■ **EXERCISE GOAL**:
Output verbatim the lines of the material below, starting with the line containing "Target: white greenhouse" and going on through the final line.

-------- DATA LINES

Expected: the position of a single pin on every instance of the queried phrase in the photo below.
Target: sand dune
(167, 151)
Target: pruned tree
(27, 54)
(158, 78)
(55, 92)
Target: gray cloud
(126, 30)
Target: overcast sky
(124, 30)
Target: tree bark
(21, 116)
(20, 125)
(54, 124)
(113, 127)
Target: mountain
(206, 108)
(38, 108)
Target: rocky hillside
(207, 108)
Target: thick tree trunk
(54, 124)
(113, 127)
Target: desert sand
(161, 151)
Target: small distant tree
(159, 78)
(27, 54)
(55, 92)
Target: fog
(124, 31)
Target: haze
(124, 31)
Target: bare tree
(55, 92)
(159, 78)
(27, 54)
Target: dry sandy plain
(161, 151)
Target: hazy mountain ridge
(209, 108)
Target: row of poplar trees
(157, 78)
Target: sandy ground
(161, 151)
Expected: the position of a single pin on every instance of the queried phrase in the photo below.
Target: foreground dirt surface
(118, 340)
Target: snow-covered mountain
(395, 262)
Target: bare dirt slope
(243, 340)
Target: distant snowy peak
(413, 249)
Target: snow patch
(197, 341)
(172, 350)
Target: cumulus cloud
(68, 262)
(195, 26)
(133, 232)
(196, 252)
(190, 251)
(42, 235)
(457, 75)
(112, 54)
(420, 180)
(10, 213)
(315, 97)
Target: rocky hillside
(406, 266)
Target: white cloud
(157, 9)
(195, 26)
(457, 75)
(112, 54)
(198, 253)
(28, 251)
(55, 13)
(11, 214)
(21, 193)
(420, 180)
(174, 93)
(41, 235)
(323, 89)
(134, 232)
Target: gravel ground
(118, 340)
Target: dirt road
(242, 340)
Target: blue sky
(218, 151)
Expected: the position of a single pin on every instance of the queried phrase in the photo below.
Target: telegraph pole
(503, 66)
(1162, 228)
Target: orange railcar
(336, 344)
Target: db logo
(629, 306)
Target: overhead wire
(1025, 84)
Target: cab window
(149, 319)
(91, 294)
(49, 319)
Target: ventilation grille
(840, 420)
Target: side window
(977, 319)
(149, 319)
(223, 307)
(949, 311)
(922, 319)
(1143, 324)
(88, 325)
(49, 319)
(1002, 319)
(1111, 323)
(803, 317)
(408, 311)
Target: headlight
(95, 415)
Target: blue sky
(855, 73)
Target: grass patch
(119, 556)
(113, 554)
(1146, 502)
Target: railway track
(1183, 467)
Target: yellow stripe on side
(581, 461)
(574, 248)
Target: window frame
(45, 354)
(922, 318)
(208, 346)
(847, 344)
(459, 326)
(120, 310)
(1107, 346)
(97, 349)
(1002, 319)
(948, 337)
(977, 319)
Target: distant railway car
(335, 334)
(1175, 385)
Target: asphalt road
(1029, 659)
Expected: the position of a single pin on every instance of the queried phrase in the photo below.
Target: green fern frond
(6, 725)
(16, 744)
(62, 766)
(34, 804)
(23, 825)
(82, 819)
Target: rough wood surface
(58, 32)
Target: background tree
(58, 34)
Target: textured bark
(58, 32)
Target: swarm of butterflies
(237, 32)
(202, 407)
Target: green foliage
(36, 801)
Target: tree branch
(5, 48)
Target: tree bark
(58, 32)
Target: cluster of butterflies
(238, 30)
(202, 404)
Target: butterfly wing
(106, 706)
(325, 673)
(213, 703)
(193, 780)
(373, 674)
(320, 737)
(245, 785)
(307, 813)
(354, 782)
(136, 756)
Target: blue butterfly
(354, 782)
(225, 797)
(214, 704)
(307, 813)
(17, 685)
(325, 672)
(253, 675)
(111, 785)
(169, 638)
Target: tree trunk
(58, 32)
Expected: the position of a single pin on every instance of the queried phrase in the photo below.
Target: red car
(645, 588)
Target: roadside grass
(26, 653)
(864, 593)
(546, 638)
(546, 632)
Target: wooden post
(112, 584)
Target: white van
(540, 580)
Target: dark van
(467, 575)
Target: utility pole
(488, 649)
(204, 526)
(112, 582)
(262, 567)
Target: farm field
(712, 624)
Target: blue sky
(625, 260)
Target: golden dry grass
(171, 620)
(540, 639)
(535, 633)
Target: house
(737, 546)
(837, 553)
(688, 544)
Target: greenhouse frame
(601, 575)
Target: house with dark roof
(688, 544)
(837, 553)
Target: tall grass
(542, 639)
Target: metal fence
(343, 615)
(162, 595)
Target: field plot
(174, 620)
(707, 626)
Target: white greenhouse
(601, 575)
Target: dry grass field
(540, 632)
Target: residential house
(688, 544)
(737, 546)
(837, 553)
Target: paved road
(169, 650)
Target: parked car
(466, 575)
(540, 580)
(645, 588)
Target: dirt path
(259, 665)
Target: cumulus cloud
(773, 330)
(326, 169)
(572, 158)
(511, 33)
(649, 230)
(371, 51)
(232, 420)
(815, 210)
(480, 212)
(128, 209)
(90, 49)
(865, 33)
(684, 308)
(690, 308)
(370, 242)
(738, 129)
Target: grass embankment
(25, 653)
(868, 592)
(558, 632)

----------------

■ **FULL OUTPUT**:
Target: white greenhouse
(601, 575)
Target: dry grass field
(540, 632)
Target: residential house
(688, 544)
(737, 546)
(837, 553)
Target: paved road
(169, 650)
Target: parked car
(466, 575)
(540, 580)
(645, 588)
Target: dirt path
(259, 665)
Target: cumulus cloud
(773, 330)
(326, 169)
(572, 158)
(511, 33)
(649, 230)
(371, 51)
(232, 420)
(815, 210)
(480, 212)
(128, 209)
(90, 49)
(865, 33)
(684, 308)
(690, 308)
(370, 242)
(738, 129)
Target: grass embankment
(25, 653)
(868, 592)
(558, 632)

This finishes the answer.